# DATA FOR PROCESSING start

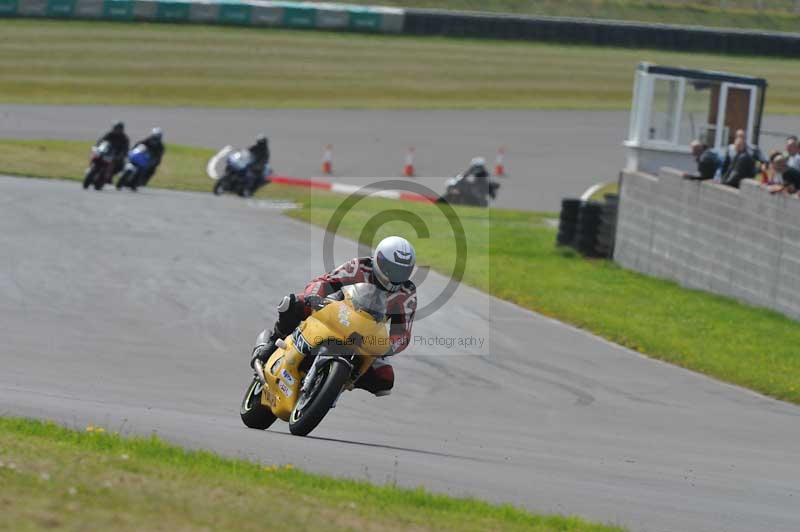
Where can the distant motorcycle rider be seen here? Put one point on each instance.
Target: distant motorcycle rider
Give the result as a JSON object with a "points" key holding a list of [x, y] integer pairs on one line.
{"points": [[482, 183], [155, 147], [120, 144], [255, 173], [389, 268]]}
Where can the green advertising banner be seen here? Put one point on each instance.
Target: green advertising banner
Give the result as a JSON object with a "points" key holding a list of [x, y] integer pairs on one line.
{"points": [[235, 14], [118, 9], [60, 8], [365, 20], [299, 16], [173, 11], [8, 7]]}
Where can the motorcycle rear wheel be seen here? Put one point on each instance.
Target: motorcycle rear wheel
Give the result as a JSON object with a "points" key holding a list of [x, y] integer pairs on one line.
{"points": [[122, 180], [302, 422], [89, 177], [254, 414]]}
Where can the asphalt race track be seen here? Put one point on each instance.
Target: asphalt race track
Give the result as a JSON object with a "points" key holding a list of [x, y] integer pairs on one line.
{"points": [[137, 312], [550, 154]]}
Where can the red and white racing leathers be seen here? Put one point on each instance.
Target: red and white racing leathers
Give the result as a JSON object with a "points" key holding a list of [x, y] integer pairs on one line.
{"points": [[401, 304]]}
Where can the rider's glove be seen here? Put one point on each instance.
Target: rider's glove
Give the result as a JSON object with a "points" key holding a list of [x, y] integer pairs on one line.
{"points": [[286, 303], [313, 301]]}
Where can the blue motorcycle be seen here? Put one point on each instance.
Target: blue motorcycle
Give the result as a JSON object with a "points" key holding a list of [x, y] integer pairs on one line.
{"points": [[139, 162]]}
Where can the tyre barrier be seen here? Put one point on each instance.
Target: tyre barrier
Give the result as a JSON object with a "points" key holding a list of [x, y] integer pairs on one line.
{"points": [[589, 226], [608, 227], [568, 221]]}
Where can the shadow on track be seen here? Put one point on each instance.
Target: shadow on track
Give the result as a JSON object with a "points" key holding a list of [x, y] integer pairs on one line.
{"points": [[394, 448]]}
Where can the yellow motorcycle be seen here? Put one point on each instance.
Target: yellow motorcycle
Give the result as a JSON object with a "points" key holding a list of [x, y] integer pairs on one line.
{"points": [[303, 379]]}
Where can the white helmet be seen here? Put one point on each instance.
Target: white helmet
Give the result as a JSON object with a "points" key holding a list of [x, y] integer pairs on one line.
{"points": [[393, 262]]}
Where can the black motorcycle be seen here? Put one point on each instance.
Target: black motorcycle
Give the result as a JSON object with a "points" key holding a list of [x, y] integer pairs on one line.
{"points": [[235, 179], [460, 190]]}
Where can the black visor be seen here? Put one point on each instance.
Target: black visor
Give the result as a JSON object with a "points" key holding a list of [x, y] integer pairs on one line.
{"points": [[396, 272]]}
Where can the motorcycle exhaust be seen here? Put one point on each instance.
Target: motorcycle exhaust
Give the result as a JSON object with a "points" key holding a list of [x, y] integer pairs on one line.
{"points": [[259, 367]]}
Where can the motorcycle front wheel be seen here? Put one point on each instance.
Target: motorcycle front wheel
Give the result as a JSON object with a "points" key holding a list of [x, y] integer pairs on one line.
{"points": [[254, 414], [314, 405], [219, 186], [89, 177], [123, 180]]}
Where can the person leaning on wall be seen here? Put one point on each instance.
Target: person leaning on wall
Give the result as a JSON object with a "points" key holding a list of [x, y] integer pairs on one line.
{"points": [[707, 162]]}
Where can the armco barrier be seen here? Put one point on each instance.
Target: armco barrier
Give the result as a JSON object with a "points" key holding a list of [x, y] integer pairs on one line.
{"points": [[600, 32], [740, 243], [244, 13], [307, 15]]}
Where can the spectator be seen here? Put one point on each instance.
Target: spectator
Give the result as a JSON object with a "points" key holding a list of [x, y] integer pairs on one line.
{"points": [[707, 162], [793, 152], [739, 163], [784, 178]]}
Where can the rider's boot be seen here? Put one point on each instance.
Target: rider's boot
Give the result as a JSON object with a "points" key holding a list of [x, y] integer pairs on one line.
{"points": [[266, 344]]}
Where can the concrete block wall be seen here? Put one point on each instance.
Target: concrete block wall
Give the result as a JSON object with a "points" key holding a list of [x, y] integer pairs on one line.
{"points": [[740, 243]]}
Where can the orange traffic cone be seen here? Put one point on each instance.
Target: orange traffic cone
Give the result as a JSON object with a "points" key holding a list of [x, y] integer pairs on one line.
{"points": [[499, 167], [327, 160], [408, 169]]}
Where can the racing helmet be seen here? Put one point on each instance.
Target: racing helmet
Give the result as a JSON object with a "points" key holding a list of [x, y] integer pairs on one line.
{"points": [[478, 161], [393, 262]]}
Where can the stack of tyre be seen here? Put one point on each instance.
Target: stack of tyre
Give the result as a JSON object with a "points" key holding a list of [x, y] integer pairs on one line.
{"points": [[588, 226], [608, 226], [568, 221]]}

# DATA FOR PROCESSING end

Copy the material above in full and exactly, skipping pictures.

Where can the distant motorcycle rider be seen here? Put one point on each instance.
Target: distant motorcycle rider
Give the result as a JSON object with a "points" key holding a list of [x, y] integer pairs on one line.
{"points": [[482, 183], [155, 147], [120, 144], [255, 173], [389, 268]]}
Where can the green advertising banner be seen here? Put one point on each instance.
Target: green advertising banner
Give the result as a JSON object with a "points" key holding a list of [x, y] integer pairs on one line.
{"points": [[235, 14], [118, 9], [60, 8], [365, 20], [299, 16], [173, 11], [8, 7]]}
Where can the motorcycle rear wheel be seen here? Put one point on each instance.
Target: motorcycle rear wheel
Give the result as a JSON object with a "points" key holding a list of [x, y] integer pairs on one line.
{"points": [[122, 180], [302, 422], [89, 177], [254, 414]]}
Where can the asphalt race track be seen here? Put one point on each instance.
Target: asphalt race track
Give the result as a JSON object with a "points" key holding a list of [x, y] integer pairs on one line.
{"points": [[137, 312], [550, 154]]}
Where can the red and white racing leathers be seen here? Put one point on each instance.
Target: red and white racing leathers
Give the result as a JSON object with a "points" key holding a list of [x, y] integer pairs on one line.
{"points": [[401, 304]]}
Where can the rider's glove be seen here? Put one point on each instance.
Target: rider's glove
Give the result as a JSON object with a "points" key holding a list of [x, y] integer pairs on one line.
{"points": [[286, 303], [313, 301]]}
Where can the blue motorcycle be seen here? Put one point on each instance.
Target: blue motorcycle
Give the result as a JSON object with a "points" key holding a list of [x, y] integer pairs on one line.
{"points": [[139, 162]]}
Where can the tyre barrier be seen here? Put one point on each instance.
Target: tyre barrier
Give the result as a JSON object with a "points" key holding a list of [x, y] integer pairs on one line.
{"points": [[589, 226], [608, 227], [568, 221]]}
Where can the shadow on track be seen here? Put one point on each instance.
Target: shadow on track
Give the result as a JSON object with a "points" key holding a list of [x, y] integer pairs on one line.
{"points": [[394, 448]]}
Where can the yellow motorcycle be seen here? Put one point on each instance.
Target: yellow motorcycle
Give the result as a JSON object with a "points" key holding a list of [x, y] integer pairs on one line.
{"points": [[303, 379]]}
Where can the white helmet be seen here? Put one point on each instance.
Target: white helmet
Give the result as a JSON object with a "points" key holding a list of [x, y] integer pairs on one line.
{"points": [[393, 262]]}
Where can the black motorcycle be seen here? Put one point on each instance.
Target: black motorcycle
Give the result as a JSON object with a "points" key holding a list of [x, y] integer pairs on one line.
{"points": [[235, 179], [460, 190]]}
Where can the black visor be seen here? Put one point on each instance.
Target: black visor
Give the result as a JSON object with a "points" key holding a list of [x, y] integer pairs on one line.
{"points": [[396, 272]]}
Where can the motorcycle exhaust be seen here? Put one point on each instance.
Target: motorcycle exhaust
Give the result as a JSON object with a "points" key holding a list of [x, y] integer pairs on one line.
{"points": [[259, 367]]}
Where can the motorcycle front wheel be seen here? Put one point on each instance.
Target: motorcycle front wheel
Give the result as a JSON object with a "points" key holding a list of [x, y] integer pairs on one line.
{"points": [[254, 414], [314, 405], [219, 186], [89, 177], [123, 180]]}
Where can the person leaning on wall be seen here? Put one point on each instance.
Target: person leaning on wall
Give the result as a JSON object with a "points" key holding a list of [x, y] integer pairs on one line.
{"points": [[707, 162]]}
Where can the armco barrier be seen here? Put one point on each instance.
Target: armco barrier
Give the result as a JSON object with a "points" key holding a list of [x, y] integer pairs on one line.
{"points": [[600, 32], [740, 243], [244, 13], [307, 15]]}
Where can the spectator be seen here? Put one point on each instance.
Target: spectator
Give the result as a JSON object with a "points" key holding a list of [x, y] integer pairs on one line.
{"points": [[707, 162], [793, 152], [739, 163], [784, 178]]}
Where can the rider's boot be seen here? Put one point on each instance.
Target: rider's boot
Give the result as a JSON object with a "points" key holding a list of [x, y] integer pairs on one line.
{"points": [[266, 344]]}
Where can the concrete block wall be seen here? Put one point on each instance.
Target: concrete block wall
Give the result as a JSON object with a "points" key holding a list of [x, y] integer pairs on one line.
{"points": [[740, 243]]}
Where can the orange traffic cone be seen here? Put one point on each instance.
Target: orange traffic cone
Give the result as a JSON object with a "points" key holding a list of [x, y] integer pairs on one line.
{"points": [[499, 167], [327, 160], [408, 169]]}
Where can the racing helmet be seen here? Put one point on each instance.
Target: racing helmet
Give the result as a JSON object with a "points" key holding a list of [x, y] integer pairs on one line.
{"points": [[478, 161], [393, 262]]}
Where can the stack of tyre be seen here? Put one point on each instance.
Target: stack of tyre
Give the result as a JSON object with a "points" key holding a list of [x, y] integer pairs on one line.
{"points": [[588, 226], [608, 226], [568, 221]]}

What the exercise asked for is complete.